• _Text excerpt_
American actress of stage and screen

Reva Rose is an American actress of stage and screen, best known for her award-winning performance as Lucy van Pelt in the 1967 Off-Broadway production of Clark Gesner's You're a Good Man, Charlie Brown.

==Career==
===Stage===
As a stage performer, Rose starred alongside Gary Burghoff and Bob Balaban in You're a Good Man, Charlie Browns original 1967 Off-Broadway run.

She won Theatre World and Clarence Derwent Awards for this role. Rose also appeared in the 1959 farce Look After Lulu!, coincidentally playing the role of Rose. In 2002, she played Tessie Greenglass in Worse Than Murder, a play by Lou Shaw at the Ventura Court Theater in California.

• _Recorded data_
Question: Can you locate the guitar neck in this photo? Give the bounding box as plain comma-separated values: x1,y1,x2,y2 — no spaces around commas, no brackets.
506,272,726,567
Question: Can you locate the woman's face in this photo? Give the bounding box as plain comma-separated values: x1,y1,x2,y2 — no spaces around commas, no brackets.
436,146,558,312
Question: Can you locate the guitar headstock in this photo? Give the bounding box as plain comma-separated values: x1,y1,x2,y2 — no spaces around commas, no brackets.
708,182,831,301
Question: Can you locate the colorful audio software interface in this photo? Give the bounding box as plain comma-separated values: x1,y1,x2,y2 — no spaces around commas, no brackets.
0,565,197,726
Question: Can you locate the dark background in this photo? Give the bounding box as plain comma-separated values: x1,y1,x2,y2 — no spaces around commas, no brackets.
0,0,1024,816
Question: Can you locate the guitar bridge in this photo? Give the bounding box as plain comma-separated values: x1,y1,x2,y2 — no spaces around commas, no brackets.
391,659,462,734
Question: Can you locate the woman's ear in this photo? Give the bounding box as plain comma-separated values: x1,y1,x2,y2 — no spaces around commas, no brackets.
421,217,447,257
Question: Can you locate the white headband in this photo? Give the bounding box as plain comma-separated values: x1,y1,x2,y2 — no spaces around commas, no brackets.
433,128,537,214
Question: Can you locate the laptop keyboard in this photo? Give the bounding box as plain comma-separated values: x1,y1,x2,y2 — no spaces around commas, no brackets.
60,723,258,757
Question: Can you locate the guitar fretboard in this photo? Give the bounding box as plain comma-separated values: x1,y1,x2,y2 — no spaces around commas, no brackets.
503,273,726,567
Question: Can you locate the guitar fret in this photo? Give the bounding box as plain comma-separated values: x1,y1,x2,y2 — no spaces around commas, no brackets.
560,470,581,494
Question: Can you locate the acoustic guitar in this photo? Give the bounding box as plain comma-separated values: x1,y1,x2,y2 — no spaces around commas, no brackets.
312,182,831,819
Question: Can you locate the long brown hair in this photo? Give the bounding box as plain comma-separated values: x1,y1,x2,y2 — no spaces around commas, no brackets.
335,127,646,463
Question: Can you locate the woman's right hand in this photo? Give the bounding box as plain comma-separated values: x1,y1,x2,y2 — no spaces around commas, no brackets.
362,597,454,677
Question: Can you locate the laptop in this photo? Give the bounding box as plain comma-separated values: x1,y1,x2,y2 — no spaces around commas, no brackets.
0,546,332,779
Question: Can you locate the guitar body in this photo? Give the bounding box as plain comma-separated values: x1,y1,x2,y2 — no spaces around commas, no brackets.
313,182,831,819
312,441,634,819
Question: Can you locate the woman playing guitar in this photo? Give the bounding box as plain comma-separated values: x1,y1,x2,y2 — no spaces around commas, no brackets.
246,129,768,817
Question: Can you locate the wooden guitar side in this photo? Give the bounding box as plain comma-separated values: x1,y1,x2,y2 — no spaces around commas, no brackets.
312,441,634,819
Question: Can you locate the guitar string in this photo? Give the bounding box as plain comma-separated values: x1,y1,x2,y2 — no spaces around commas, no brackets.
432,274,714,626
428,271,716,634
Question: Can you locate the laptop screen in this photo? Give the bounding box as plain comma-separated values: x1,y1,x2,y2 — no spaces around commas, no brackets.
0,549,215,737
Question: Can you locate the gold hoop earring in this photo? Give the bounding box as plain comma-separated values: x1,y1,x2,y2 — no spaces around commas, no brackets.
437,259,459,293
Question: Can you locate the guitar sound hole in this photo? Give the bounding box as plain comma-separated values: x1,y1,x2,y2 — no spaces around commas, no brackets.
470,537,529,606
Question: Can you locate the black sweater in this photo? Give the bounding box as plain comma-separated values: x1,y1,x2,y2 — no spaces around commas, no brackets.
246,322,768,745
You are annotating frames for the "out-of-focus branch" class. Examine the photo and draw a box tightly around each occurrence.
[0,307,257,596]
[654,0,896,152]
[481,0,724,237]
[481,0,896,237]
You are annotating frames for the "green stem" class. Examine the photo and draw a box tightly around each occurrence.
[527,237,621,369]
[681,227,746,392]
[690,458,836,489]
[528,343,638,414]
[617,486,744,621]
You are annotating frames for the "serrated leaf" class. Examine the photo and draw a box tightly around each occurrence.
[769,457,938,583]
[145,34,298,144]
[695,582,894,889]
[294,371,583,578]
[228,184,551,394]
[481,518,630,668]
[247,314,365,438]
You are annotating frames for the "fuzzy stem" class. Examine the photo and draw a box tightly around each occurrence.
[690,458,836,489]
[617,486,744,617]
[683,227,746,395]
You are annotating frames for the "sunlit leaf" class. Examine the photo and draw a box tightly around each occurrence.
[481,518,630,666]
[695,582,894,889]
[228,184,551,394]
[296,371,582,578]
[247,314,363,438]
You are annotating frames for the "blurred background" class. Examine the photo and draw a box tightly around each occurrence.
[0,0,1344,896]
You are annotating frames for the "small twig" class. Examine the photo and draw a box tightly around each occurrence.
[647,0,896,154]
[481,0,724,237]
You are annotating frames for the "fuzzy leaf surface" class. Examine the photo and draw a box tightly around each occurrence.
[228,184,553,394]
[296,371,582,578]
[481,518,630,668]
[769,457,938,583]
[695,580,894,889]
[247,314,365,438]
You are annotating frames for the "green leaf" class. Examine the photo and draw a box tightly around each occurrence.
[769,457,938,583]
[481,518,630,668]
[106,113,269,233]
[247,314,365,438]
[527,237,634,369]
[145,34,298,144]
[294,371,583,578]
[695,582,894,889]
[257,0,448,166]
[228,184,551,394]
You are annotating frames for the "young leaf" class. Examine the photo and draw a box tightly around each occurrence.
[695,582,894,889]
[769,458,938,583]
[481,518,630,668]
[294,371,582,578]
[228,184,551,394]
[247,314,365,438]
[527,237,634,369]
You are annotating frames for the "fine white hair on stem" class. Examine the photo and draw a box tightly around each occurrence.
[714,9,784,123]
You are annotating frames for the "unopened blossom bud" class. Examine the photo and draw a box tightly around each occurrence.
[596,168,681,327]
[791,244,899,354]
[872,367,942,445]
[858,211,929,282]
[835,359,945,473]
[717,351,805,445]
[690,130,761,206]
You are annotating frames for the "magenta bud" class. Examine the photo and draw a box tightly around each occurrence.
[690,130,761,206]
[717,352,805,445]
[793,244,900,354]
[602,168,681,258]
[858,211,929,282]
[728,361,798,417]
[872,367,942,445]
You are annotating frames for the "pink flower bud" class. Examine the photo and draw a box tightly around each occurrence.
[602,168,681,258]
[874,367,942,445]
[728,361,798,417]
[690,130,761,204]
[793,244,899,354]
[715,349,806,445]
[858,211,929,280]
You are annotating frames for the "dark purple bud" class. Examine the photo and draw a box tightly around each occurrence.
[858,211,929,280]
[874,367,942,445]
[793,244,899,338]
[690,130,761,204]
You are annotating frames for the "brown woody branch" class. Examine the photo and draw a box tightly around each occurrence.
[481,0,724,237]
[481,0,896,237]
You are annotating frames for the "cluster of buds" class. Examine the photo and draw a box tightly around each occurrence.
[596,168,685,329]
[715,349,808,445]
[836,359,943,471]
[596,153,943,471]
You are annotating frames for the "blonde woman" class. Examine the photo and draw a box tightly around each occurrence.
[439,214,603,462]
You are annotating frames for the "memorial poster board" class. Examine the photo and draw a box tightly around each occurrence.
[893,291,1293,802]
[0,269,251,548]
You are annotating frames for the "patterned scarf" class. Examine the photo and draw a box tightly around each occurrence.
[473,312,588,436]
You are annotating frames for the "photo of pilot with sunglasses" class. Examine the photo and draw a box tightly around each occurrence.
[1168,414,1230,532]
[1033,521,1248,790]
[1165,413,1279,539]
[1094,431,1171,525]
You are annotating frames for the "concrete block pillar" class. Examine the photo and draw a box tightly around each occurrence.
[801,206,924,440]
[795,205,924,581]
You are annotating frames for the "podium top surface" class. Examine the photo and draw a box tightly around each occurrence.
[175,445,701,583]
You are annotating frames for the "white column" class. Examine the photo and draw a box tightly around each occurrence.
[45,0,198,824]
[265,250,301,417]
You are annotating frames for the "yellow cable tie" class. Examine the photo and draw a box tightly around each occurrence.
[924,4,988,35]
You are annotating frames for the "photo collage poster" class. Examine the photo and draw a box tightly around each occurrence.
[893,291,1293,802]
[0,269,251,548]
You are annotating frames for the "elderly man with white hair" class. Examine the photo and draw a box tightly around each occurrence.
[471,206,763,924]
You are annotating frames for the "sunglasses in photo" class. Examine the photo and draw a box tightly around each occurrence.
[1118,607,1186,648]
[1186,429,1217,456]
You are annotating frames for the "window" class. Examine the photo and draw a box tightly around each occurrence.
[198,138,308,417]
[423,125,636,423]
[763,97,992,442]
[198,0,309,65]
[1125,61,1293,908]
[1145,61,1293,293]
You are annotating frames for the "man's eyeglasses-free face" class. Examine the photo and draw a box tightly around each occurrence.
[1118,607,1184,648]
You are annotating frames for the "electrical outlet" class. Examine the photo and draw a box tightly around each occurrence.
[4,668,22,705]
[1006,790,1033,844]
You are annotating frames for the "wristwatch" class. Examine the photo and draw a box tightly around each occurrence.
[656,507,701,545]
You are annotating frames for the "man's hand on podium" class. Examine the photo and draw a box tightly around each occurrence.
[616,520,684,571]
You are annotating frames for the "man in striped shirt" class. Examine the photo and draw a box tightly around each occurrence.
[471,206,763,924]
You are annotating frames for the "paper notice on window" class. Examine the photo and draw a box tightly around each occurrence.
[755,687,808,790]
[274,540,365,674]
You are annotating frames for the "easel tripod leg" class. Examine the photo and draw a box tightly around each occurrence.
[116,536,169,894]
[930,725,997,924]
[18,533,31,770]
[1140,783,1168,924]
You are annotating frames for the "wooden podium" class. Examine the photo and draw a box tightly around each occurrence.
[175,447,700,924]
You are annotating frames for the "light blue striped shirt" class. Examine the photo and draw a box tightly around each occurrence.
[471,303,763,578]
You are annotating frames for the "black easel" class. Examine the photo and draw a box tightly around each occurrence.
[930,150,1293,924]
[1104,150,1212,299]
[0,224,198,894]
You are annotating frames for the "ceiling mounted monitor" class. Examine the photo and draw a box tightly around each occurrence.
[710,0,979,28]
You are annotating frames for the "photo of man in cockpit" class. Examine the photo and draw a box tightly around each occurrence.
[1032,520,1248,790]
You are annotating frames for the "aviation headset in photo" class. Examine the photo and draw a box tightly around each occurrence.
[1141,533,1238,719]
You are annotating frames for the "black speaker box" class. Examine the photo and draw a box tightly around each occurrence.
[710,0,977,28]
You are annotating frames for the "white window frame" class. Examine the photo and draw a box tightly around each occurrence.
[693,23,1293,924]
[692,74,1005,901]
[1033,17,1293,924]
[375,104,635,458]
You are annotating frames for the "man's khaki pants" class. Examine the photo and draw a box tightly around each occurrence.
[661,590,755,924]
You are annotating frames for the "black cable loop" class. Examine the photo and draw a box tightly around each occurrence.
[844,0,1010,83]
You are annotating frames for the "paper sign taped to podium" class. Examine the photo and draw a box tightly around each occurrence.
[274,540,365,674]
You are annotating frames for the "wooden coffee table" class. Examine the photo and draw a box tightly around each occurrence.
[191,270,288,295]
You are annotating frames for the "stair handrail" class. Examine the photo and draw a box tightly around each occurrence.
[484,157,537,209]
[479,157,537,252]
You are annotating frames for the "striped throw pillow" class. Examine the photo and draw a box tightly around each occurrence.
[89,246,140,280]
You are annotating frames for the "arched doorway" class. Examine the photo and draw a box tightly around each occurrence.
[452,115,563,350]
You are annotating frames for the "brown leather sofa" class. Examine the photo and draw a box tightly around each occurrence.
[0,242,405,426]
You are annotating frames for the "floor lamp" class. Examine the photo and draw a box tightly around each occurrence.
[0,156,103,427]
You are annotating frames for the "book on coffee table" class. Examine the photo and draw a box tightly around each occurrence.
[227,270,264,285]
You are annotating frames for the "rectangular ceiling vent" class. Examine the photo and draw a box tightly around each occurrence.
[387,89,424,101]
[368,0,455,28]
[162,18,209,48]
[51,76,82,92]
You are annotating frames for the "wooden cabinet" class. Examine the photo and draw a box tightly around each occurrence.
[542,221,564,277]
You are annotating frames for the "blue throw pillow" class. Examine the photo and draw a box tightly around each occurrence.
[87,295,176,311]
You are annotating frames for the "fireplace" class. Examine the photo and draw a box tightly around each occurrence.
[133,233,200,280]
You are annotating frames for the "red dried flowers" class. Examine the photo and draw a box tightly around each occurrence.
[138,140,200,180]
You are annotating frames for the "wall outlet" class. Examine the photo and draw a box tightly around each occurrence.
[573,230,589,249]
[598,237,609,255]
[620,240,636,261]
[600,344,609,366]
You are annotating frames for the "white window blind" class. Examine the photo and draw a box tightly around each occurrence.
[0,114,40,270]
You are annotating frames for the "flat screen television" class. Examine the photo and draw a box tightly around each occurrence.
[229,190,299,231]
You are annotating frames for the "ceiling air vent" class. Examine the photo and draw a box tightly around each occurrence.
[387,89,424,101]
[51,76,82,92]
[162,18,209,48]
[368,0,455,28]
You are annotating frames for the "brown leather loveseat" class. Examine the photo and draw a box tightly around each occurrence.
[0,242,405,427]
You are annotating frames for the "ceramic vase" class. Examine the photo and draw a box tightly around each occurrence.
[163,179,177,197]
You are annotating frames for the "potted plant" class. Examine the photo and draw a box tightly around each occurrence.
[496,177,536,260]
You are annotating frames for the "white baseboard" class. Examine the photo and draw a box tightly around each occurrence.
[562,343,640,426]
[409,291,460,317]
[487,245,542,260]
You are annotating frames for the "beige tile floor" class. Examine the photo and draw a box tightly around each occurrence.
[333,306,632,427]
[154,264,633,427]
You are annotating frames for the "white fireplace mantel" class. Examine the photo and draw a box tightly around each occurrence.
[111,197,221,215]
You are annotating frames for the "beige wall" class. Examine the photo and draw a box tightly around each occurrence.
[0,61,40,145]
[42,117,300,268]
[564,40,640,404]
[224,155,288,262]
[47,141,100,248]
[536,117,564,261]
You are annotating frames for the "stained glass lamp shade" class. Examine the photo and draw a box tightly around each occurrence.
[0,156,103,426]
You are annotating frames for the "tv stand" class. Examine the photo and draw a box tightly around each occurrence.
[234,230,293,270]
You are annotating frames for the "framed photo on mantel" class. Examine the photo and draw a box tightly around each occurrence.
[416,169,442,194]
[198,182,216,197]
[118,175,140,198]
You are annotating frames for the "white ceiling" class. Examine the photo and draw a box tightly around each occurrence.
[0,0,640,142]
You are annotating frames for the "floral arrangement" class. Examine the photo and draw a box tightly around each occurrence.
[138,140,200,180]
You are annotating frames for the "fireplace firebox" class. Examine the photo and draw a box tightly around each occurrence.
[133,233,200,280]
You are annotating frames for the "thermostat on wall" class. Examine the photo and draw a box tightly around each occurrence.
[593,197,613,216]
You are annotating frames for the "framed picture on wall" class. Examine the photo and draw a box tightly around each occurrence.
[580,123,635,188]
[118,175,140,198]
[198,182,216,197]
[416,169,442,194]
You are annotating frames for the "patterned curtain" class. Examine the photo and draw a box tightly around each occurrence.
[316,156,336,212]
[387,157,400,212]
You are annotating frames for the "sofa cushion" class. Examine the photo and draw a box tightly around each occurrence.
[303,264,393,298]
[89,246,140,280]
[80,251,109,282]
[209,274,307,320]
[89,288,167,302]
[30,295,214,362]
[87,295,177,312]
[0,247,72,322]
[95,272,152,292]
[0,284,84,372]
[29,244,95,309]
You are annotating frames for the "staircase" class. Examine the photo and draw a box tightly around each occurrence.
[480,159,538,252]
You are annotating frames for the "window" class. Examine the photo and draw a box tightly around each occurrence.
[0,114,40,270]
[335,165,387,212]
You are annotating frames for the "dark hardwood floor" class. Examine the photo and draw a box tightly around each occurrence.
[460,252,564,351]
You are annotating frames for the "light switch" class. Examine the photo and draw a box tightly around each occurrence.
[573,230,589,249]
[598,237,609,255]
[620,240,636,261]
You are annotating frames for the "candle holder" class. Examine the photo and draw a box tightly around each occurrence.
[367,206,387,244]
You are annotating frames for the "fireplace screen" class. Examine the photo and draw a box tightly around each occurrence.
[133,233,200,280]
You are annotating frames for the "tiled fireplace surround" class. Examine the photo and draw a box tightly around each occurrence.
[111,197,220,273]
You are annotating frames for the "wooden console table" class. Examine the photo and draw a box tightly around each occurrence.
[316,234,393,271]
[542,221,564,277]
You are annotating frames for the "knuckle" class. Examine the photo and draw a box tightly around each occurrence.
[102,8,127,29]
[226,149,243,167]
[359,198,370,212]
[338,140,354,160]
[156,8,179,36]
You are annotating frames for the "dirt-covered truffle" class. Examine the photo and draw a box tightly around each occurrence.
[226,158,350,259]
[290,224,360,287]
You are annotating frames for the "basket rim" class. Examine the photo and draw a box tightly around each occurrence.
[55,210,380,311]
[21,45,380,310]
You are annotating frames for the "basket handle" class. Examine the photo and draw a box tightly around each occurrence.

• _Questions on the material_
A. According to the Reva Rose text, which awards did she win for playing Lucy van Pelt?
B. Reproduce the Reva Rose text from "She won Theatre" up to and including "Theater in California.".
C. Carry on writing the Reva Rose text from the point where it stops.

• _Answers for the exercise_
A. She won the Theatre World and Clarence Derwent Awards.

B.
She won Theatre World and Clarence Derwent Awards for this role. Rose also appeared in the 1959 farce Look After Lulu!, coincidentally playing the role of Rose. In 2002, she played Tessie Greenglass in Worse Than Murder, a play by Lou Shaw at the Ventura Court Theater in California.

C.
=== Television and film ===
After appearing on the Mister Ed TV series in 1961, Rose has guest-starred on many television shows, including Pete and Gladys, That Girl, Emergency!, Gomer Pyle as Sgt Carter's sister in the episode "My Fair Sister", The Ghost and Mrs. Muir, The Partridge Family, Alice, Mannix, Mary Hartman, Mary Hartman (as coach's wife Blanche Fedders) and To Rome with Love. She also had a regular role in Temperatures Rising as Nurse Mildred MacInerny and as Mrs. Johnson in Sanford and Sons episode "Earthquake II". Rose has also appeared in such films as Three in the Attic, If It's Tuesday, This Must Be Belgium, The Nine Lives of Fritz the Cat, and House Calls. More recently, she was in the 2003 film Exorcism, and on an episode of the TV series Rodney in 2006.